» Objective
Output each entry that follows exactly. Images stay out.

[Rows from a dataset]

________________________

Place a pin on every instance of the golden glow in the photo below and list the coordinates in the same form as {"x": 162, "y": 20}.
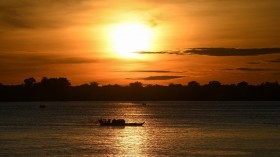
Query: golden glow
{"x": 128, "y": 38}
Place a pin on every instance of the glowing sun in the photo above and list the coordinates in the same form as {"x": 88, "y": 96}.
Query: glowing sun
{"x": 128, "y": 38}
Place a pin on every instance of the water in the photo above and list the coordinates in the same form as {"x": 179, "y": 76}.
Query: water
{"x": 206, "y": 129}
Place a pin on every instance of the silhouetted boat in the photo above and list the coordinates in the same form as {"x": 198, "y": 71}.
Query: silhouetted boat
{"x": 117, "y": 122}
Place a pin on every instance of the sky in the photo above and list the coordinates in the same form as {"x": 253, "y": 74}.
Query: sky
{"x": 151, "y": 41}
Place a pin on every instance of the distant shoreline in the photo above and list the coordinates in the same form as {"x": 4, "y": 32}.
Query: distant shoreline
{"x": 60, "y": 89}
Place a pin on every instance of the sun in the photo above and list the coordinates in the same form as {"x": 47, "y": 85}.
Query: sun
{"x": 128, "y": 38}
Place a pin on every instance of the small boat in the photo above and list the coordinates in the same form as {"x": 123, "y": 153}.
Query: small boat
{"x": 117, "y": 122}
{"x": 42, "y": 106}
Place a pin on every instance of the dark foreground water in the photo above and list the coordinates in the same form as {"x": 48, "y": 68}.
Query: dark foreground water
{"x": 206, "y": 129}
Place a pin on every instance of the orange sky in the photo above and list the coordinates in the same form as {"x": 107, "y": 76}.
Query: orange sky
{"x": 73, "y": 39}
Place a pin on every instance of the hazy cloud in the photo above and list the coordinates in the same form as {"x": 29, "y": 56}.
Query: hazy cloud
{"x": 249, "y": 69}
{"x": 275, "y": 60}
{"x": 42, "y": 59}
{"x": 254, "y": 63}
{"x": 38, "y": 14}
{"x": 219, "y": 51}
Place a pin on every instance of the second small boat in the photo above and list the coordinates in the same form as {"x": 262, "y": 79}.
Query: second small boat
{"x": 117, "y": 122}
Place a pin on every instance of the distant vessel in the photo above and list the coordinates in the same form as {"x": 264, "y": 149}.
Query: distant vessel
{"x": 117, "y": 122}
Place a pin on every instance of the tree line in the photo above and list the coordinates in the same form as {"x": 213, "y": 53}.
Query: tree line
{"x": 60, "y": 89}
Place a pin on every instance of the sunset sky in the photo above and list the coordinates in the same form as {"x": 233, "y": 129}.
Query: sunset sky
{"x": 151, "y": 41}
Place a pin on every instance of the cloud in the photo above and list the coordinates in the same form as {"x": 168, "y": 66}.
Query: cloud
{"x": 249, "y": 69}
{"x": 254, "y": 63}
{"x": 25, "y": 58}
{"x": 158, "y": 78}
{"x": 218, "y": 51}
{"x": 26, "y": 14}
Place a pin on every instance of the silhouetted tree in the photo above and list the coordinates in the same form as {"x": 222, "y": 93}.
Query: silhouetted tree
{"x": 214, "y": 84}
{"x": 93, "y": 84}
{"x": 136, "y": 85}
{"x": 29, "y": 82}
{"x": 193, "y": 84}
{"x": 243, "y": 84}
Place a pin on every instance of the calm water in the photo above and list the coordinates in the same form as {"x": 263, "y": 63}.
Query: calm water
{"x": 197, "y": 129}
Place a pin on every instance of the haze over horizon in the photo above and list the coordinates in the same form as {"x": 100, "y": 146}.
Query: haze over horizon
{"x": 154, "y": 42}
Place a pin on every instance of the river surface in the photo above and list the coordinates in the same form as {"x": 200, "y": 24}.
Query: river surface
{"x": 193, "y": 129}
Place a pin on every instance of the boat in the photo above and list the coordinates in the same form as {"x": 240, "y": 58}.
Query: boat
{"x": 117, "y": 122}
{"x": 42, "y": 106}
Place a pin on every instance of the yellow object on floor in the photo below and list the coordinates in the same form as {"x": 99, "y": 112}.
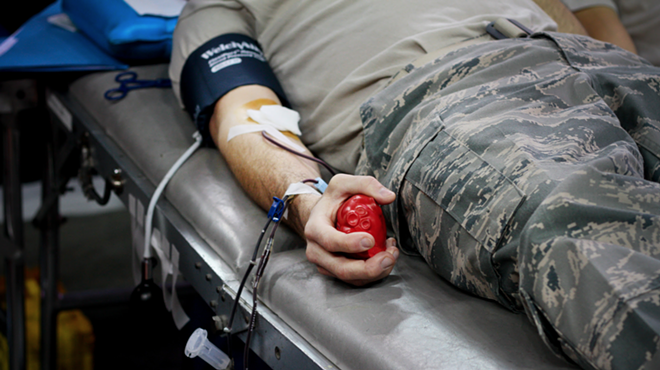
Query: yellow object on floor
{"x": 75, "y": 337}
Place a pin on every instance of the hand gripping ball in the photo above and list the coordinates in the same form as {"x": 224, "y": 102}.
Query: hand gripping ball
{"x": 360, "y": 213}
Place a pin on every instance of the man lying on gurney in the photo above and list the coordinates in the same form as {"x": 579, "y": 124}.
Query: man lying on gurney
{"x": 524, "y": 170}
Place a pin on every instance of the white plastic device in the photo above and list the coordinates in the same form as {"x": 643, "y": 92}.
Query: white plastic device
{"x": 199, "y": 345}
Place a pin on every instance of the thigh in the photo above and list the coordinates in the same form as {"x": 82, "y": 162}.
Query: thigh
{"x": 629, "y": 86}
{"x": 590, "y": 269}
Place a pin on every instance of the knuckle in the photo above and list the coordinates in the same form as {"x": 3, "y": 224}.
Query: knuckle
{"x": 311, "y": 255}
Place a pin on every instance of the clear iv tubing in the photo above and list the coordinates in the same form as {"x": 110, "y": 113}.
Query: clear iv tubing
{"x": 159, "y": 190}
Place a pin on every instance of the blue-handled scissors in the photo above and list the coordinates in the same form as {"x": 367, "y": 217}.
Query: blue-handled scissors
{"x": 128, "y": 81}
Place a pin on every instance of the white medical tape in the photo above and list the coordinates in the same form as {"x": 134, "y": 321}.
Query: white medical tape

________________________

» Complete response
Place a pin on every instance of the golden glow in the photo below and list the coordinates in the same form as {"x": 162, "y": 20}.
Query: golden glow
{"x": 128, "y": 38}
Place a pin on every instance of the glowing sun in the photo above and list the coordinates in the same form as {"x": 88, "y": 96}.
Query: glowing sun
{"x": 128, "y": 38}
Place a pin on every instance of the water in the photo above and list the coordinates in the same form as {"x": 179, "y": 76}.
Query: water
{"x": 206, "y": 129}
Place a pin on every instance of the silhouetted boat in the photo above and list the coordinates in the same form as {"x": 198, "y": 71}.
Query: silhouetted boat
{"x": 117, "y": 122}
Place a pin on every instance of the sky in the photo above and list the coordinates in the same form as {"x": 253, "y": 74}.
Query: sky
{"x": 151, "y": 41}
Place a pin on every instance of the distant shoreline in the photo above and list the coordinates in the same form as {"x": 4, "y": 32}.
Query: distant shoreline
{"x": 60, "y": 89}
Place a pin on every instance of the sun in the photo above and list the coordinates in the same form as {"x": 47, "y": 85}.
Query: sun
{"x": 128, "y": 38}
Place a pin on every instance of the small boat in the photo above and list the coordinates in the same form as {"x": 123, "y": 153}.
Query: small boat
{"x": 117, "y": 122}
{"x": 42, "y": 106}
Place a pin on every instance of the dark foreground water in the photo above and list the coordinates in the same form as {"x": 48, "y": 68}.
Query: dark foreground water
{"x": 206, "y": 129}
Place a pin on every instance of the orange sky in the photo above and list the coordinates in the same form as {"x": 107, "y": 76}.
Query: orange sky
{"x": 73, "y": 39}
Place a pin on every instance of the hazy cloud in the photo above and list the coordinates in the same form as {"x": 29, "y": 56}.
Query: hazy cloud
{"x": 249, "y": 69}
{"x": 275, "y": 60}
{"x": 42, "y": 59}
{"x": 254, "y": 63}
{"x": 38, "y": 14}
{"x": 219, "y": 51}
Place a pin on every instance of the second small boat in the photo above and list the coordinates in the same form as {"x": 262, "y": 79}.
Query: second small boat
{"x": 117, "y": 122}
Place a pin on every instance of the distant vessel in the photo above and list the coordinates in the same form as {"x": 264, "y": 149}.
Query: distant vessel
{"x": 117, "y": 122}
Place a pin on every instance of the tree line in the photo above and list the coordinates in the same form as {"x": 213, "y": 53}.
Query: tree line
{"x": 60, "y": 89}
Place a pin on every instance of the sunset sky in the photo above and list the coordinates in the same form as {"x": 233, "y": 129}.
Query: sunset sky
{"x": 151, "y": 41}
Place a pin on every instance of the cloud in the photo above and list the coordinates in the same form as {"x": 168, "y": 66}.
Query: cloud
{"x": 249, "y": 69}
{"x": 254, "y": 63}
{"x": 25, "y": 58}
{"x": 158, "y": 78}
{"x": 218, "y": 51}
{"x": 26, "y": 14}
Place a pin on every instance of the silhouetted tree in the photo above and list the coordinates in the same form as {"x": 222, "y": 93}.
Query: silhouetted tree
{"x": 214, "y": 84}
{"x": 93, "y": 84}
{"x": 136, "y": 85}
{"x": 29, "y": 82}
{"x": 193, "y": 84}
{"x": 243, "y": 84}
Place a pin on every instance of the calm water in the photo above and list the coordinates in the same form as {"x": 263, "y": 63}.
Query: calm water
{"x": 197, "y": 129}
Place a pin on every instance of the haze over horizon in the photo above and list the coordinates in the same form as {"x": 100, "y": 146}.
Query: haze over horizon
{"x": 154, "y": 42}
Place a pin on every instance of the river surface in the photo above and list the coordinates in the same form as {"x": 200, "y": 24}.
Query: river surface
{"x": 193, "y": 129}
Place a pin on every instance of the boat in the photo above and list the coordinates in the same form as {"x": 240, "y": 58}.
Query: boat
{"x": 117, "y": 122}
{"x": 42, "y": 106}
Place a pin on every instance of the yellow object on floor in the photo below and list the coordinates in the same form as {"x": 99, "y": 112}.
Query: yellow object on floor
{"x": 75, "y": 337}
Place a pin on every instance of the hand gripping ball in the photo above and list the coordinates in the same form as {"x": 224, "y": 102}.
Query: hand gripping ball
{"x": 360, "y": 213}
Place a pin on every instance of the man lying on gurney in the photo above and list the coordinates in the same form as {"x": 579, "y": 124}.
Query: man lying on gurney
{"x": 524, "y": 170}
Place a pin on every instance of the white plastic device in the photo above and list the coordinates in the same form as {"x": 643, "y": 92}.
Query: white plastic device
{"x": 199, "y": 345}
Place a pin on every instance of the thigh in the photo above and list the coordinates in the same form as {"x": 82, "y": 162}.
Query: thigh
{"x": 629, "y": 86}
{"x": 590, "y": 269}
Place a pin on every instance of the knuckle in the photo above and list the coordinates in the same form as {"x": 3, "y": 224}.
Query: knuckle
{"x": 311, "y": 255}
Place a pin on every instance of the clear iv tubing in the photo above and list the coordinates in the same form as {"x": 110, "y": 113}.
Query: clear iv tubing
{"x": 159, "y": 190}
Place a pin on every instance of the blue-handled scissors in the photo above and list the coordinates in the same form as {"x": 367, "y": 217}.
Query: blue-handled scissors
{"x": 128, "y": 81}
Place a pin on every instance of the white medical tape in the photo above and list the coordinates in the same form as {"x": 134, "y": 321}.
Query: white medical tape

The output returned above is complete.